Free-text object descriptions
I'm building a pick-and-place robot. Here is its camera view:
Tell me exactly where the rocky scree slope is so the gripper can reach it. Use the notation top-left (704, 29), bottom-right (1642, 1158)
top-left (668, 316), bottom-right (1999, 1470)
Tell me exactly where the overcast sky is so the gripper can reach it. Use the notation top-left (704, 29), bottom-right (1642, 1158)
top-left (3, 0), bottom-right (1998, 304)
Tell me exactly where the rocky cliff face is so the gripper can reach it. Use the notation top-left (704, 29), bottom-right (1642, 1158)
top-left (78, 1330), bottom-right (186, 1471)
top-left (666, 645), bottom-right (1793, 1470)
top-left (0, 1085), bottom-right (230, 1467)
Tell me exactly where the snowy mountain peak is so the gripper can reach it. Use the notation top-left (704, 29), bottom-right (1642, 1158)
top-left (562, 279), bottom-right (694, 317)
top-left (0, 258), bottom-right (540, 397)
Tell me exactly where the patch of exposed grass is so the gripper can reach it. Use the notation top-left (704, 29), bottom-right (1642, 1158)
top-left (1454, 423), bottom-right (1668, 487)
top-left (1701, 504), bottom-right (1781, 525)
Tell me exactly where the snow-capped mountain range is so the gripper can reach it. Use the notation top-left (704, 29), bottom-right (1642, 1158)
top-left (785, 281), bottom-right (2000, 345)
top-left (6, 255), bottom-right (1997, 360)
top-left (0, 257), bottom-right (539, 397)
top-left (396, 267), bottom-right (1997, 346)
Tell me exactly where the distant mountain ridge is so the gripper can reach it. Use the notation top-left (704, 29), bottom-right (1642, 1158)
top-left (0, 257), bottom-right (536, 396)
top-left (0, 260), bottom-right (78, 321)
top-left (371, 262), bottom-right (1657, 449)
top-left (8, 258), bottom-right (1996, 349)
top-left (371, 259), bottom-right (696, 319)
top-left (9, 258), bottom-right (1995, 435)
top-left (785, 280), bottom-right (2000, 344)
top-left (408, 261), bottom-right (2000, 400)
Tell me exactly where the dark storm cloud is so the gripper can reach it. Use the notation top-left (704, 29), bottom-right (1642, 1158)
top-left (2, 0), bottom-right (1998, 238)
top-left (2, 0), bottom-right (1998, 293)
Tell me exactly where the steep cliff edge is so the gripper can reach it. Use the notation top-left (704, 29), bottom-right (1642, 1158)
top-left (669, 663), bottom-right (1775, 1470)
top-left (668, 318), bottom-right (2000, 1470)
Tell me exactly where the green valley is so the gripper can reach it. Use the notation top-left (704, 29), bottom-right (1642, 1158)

● **Work instruction**
Nothing should appear in the answer except the lines from the one containing "Tell me exactly where the patch" to the end of the data above, reproduced exactly.

● **Result of the exercise**
Tell me exactly where the patch of exposed grass is so the gripper can reach it. Use the notation top-left (704, 29), bottom-right (1642, 1158)
top-left (1454, 423), bottom-right (1668, 487)
top-left (1701, 504), bottom-right (1781, 525)
Tell me exactly where the snow-capped mountain range is so the gripper can reach it. Use the notation top-left (704, 29), bottom-right (1642, 1158)
top-left (785, 281), bottom-right (2000, 345)
top-left (6, 255), bottom-right (1997, 360)
top-left (0, 257), bottom-right (539, 397)
top-left (396, 267), bottom-right (1997, 346)
Tell me exactly where the distant mountain ridge is so the gripper can reach it. Use the notation top-left (704, 29), bottom-right (1642, 1158)
top-left (0, 257), bottom-right (536, 396)
top-left (0, 260), bottom-right (78, 321)
top-left (371, 262), bottom-right (1657, 449)
top-left (8, 258), bottom-right (1996, 349)
top-left (371, 259), bottom-right (696, 319)
top-left (9, 258), bottom-right (1995, 435)
top-left (785, 280), bottom-right (2000, 344)
top-left (408, 261), bottom-right (2000, 400)
Tell me exactly where the dark storm cloud is so the gripper can reach it. Use the notation top-left (704, 29), bottom-right (1642, 1158)
top-left (2, 0), bottom-right (1998, 238)
top-left (2, 0), bottom-right (1998, 293)
Tell me exactly where the steep cliff edge is so the gripper can reach it. Use the notation top-left (704, 29), bottom-right (1642, 1158)
top-left (669, 663), bottom-right (1775, 1470)
top-left (668, 318), bottom-right (2000, 1470)
Tell me exactly where the green valley is so the gripper can reach it. Use the notation top-left (704, 29), bottom-right (1642, 1158)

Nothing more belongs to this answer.